------ Supplied entries ------

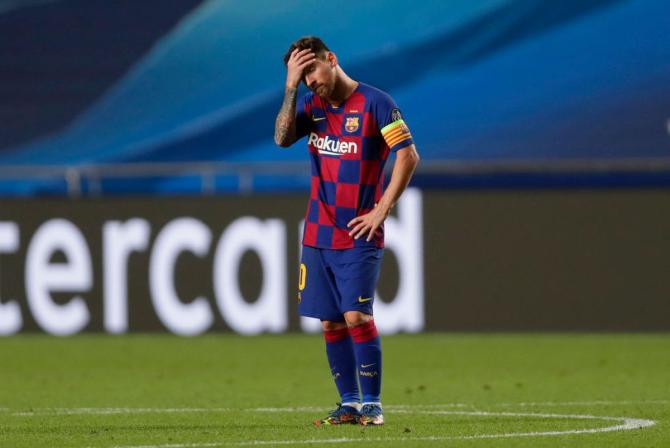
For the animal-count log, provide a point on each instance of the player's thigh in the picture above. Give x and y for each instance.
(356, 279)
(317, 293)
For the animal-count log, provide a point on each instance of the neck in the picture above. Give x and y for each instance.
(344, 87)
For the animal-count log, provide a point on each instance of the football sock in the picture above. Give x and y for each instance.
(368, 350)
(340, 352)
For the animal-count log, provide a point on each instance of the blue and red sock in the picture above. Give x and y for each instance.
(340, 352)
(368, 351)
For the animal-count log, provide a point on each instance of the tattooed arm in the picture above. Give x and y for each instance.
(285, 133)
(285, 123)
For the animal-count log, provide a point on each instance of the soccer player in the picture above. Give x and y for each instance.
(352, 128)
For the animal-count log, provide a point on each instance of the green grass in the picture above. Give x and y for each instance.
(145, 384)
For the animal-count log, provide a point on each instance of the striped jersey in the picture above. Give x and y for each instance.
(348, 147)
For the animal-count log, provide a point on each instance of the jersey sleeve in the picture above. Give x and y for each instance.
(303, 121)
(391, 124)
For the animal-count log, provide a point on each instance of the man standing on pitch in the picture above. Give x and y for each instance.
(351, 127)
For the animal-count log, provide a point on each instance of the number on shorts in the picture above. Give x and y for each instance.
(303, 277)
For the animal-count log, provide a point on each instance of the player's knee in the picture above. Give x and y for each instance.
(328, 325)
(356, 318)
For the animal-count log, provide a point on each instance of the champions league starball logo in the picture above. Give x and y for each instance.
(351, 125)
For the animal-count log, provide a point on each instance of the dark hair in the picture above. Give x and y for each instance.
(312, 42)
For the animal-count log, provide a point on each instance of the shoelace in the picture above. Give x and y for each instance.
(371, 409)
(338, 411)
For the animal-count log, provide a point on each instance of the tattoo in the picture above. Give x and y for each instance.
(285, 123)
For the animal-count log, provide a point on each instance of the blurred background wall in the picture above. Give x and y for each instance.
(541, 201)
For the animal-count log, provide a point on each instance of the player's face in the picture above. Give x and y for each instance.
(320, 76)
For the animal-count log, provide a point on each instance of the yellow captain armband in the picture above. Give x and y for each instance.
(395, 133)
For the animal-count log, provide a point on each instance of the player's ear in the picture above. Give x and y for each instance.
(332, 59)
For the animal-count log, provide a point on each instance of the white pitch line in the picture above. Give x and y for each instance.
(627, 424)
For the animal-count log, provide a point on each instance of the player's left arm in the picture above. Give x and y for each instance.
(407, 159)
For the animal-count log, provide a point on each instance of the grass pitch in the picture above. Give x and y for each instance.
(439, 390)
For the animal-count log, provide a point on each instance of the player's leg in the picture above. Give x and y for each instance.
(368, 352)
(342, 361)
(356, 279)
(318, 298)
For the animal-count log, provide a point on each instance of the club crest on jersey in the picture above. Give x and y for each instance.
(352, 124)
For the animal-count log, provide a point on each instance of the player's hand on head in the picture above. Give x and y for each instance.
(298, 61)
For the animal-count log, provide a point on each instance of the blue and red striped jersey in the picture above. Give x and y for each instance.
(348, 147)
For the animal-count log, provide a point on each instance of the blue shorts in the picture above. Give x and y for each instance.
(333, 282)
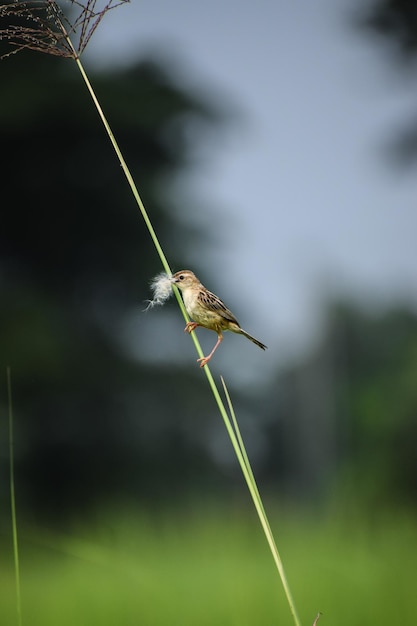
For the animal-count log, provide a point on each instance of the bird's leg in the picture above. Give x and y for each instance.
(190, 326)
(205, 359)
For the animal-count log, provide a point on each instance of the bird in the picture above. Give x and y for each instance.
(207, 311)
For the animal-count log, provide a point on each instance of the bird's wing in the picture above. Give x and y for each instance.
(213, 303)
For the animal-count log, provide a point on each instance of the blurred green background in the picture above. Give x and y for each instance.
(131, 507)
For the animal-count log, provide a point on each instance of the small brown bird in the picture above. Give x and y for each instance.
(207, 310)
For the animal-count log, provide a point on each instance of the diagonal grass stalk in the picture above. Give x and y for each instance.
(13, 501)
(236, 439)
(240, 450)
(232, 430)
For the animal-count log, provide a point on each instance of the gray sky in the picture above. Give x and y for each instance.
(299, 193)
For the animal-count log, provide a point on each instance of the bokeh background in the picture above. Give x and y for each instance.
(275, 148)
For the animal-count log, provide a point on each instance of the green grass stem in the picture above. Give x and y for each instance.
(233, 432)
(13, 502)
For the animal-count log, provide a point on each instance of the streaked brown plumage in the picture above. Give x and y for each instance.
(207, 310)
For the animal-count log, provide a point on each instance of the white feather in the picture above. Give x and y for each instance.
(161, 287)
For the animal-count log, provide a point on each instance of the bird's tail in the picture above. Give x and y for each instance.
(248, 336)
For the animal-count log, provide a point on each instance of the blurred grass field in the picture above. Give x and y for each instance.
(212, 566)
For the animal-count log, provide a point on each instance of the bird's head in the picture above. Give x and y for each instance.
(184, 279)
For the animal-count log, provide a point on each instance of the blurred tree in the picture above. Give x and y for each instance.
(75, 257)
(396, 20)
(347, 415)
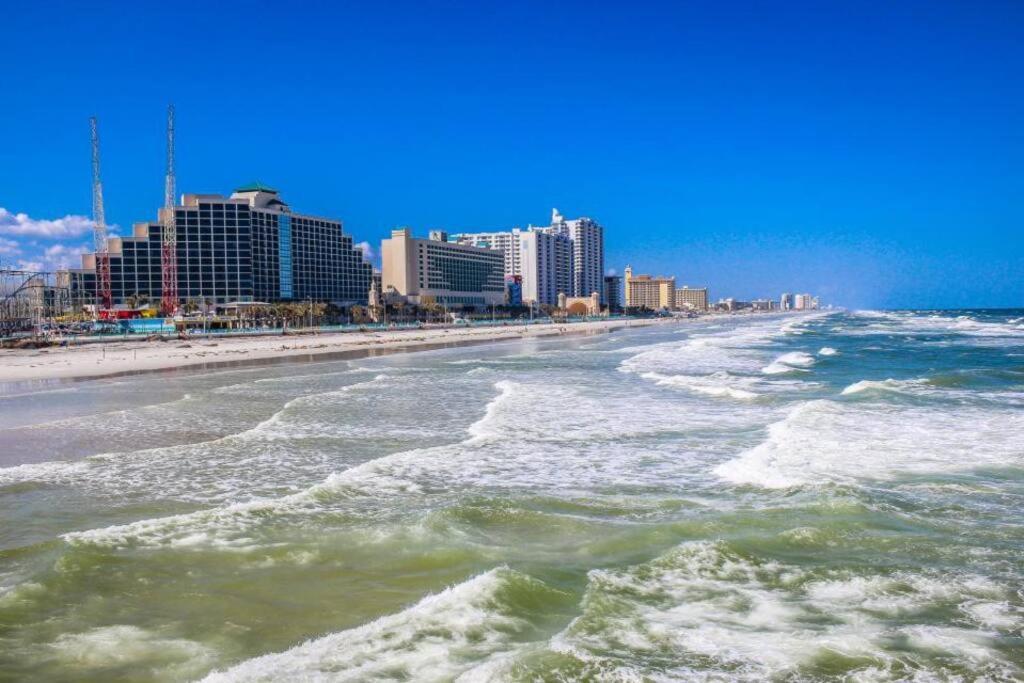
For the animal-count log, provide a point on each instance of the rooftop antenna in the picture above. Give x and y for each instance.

------

Add 35 to every x and y coordinate in the answers, and write out again every line from the one containing "the blurred tree" through the last line, both ends included. Leave the pictures out.

Output –
For the animal-count log, provide a point on each instance of the blurred tree in the picture above. Give x and y for each instance.
(110, 292)
(431, 55)
(382, 450)
For the animal-count log, provide a point on each instance of the rooftop antenna in the picture above. Give x and y for each instance.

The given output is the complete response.